TEXTAUSZUG:
Karin Evers-MeyerSPD - Bundesministerium der Verteidigung Epl 14
Frau Präsidentin! Liebe Kolleginnen und Kollegen! Es ist schon gesagt worden, aber da Haushälter nicht allzu oft Gelegenheit haben, von hier aus gute Nachrichten zu verbreiten, wiederhole ich bewusst: Es ist wirklich gut, dass wir gemeinsam die rot-schwarze Null hinbekommen haben. Ich glaube daran, dass das keine Eintagsfliege bleiben muss. Ich danke meinen Mitberichterstattern und deren Mitarbeiterinnen und Mitarbeitern, der Ministerin und ihren Staatssekretären und ganz besonders Herrn Dr. Jansen für die gute und kollegiale Zusammenarbeit. Ich freue mich auf die Fortsetzung im nächsten Jahr.
Wir werden auch 2015 hart in der Sache, aber diszipliniert zusammenarbeiten. Sollte uns die Konjunktur keinen allzu fetten Strich durch die Rechnung machen, dann können wir auch im nächsten Jahr einen ausgeglichenen Haushalt hinbekommen. Künftige Generationen werden uns das sicher danken. So viel zur Metaebene.
Jetzt gehe ich in die Niederungen des Einzelplans. Natürlich ist jeder Einzelplan etwas Besonderes. Erlauben Sie mir die Bemerkung: Der Einzelplan 14 ist sogar etwas ganz Besonderes. Kein Etat wurde in den zurückliegenden Wochen so öffentlich diskutiert wie der Verteidigungsetat. Zu Recht. In der Vergangenheit haben wir viel zu wenig darüber diskutiert. Ich fange hier aber nicht noch einmal damit an, die Horrorgeschichten aus dem Beschaffungsbereich des BMVg zu wiederholen. Darüber wurde zur Genüge berichtet.

BEREITGESTELLTES MATERIAL:
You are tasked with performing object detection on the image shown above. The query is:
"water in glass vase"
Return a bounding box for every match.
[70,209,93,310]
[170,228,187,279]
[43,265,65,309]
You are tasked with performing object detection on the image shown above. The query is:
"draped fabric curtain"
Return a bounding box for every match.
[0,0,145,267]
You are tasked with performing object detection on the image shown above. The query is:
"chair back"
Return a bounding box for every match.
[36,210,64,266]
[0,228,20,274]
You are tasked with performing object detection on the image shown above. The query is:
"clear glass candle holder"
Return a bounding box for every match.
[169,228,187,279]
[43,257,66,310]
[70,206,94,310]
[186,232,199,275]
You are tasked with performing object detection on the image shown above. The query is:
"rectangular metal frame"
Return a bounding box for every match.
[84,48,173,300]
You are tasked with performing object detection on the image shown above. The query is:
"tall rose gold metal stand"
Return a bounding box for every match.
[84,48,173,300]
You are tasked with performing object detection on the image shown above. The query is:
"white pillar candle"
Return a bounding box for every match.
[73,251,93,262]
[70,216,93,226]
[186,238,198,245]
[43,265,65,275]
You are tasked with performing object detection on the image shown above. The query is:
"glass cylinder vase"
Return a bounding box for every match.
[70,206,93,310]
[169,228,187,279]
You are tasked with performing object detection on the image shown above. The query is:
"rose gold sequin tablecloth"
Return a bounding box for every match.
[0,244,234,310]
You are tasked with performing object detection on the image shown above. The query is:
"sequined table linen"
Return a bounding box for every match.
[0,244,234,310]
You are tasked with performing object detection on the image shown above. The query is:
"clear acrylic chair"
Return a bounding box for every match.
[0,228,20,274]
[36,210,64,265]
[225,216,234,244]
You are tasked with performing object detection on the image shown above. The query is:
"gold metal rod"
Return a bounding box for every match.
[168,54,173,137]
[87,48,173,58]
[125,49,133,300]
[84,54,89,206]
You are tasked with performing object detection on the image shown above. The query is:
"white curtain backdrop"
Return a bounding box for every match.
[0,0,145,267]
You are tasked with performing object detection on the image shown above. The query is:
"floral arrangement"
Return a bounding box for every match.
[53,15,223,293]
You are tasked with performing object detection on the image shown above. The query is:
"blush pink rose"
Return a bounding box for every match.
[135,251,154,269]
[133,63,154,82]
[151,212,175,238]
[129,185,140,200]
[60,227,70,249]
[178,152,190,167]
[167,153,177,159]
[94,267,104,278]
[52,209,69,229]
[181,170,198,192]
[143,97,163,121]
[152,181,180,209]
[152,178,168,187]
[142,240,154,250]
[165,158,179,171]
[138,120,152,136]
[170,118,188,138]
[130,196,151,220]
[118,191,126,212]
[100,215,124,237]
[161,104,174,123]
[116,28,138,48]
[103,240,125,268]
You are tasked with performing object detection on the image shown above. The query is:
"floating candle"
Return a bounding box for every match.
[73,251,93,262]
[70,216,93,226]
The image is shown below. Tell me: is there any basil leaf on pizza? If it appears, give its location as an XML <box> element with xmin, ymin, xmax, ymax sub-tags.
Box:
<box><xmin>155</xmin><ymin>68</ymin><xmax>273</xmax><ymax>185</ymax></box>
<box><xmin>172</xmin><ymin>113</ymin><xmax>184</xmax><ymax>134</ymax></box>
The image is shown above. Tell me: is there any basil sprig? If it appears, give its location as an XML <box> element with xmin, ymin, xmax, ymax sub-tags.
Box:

AUFGABEN:
(1) Stimmen diese Aussagen mit der Rede zum Verteidigungsetat überein? Antworte jeweils mit Ja oder Nein und zitiere wörtlich die Stelle, die den Ausschlag gibt.
(a) Ein ausgeglichener Haushalt ist auch im nächsten Jahr möglich, wenn die Konjunktur nicht zu sehr dazwischenfunkt.
(b) Über den Verteidigungsetat ist früher genug diskutiert worden.
(c) Die Horrorgeschichten aus dem Beschaffungsbereich werden in der Rede noch einmal erzählt.
(2) Schreib die Rede zum Verteidigungsetat weiter, und zwar im Anschluss an ihren letzten Satz.
Die Auflistung stammt aus einer anderen Quelle.

LÖSUNGEN:
(1)
(a) Ja: „Sollte uns die Konjunktur keinen allzu fetten Strich durch die Rechnung machen, dann können wir auch im nächsten Jahr einen ausgeglichenen Haushalt hinbekommen.“
(b) Nein: „In der Vergangenheit haben wir viel zu wenig darüber diskutiert.“
(c) Nein: „Ich fange hier aber nicht noch einmal damit an, die Horrorgeschichten aus dem Beschaffungsbereich des BMVg zu wiederholen.“

(2)
Heute ist der Zeitpunkt, nach vorne zu schauen. In dieser Krise liegt eine Chance, nämlich die Chance, es in der Zukunft besser zu machen. Natürlich darf es künftig nicht mehr so sein, dass altersschwache Hubschrauber am Boden bleiben müssen, während Hunderte Millionen Euro an den Finanzminister zurücküberwiesen werden. Da ist es völlig egal, ob es in diesem Jahr schon wieder 300 Millionen oder 700 Millionen Euro sind, die ungenutzt liegen bleiben. Schon wenn 1 Euro nicht investiert wird, ist das den Soldaten in ihren zum Teil maroden Kasernenunterkünften nicht zu vermitteln.
(Beifall bei der SPD)
Was muss also in Zukunft besser werden? Zunächst einmal, Frau Ministerin: Sie haben für einen wesentlichen Bereich Ihres Etats den richtigen Weg eingeschlagen. Das Thema Beschaffung lag in den letzten drei Jahren völlig am Boden. Nichts wurde entschieden, jedenfalls nichts, was in die Zukunft gerichtet war. Bis vor gut einem Jahr saß ich selbst noch im Verteidigungsausschuss, und uns war völlig klar, dass das so nicht weitergehen kann. Jeder Autofahrer weiß: Wenn ich drei Jahre lang nicht in Öl investiere, dann ende ich spätestens im vierten Jahr auf dem Standstreifen und muss abgeschleppt werden.
Mit dem Gutachten von KPMG und anderen zu den Beschaffungsprojekten des BMVg liegt jetzt wenigstens einmal eine präzise Handlungsgrundlage mit deutlicher Aussprache und ebenso deutlichen Arbeitsaufträgen vor. Mit Ihrer neuen Staatssekretärin, Frau Ministerin, haben Sie jemanden gefunden – das ist jedenfalls mein Eindruck –, die, um im Jargon zu bleiben, weiß, wie man mit so einer Präzisionswaffe umgeht. Es ist also Bewegung hereingekommen.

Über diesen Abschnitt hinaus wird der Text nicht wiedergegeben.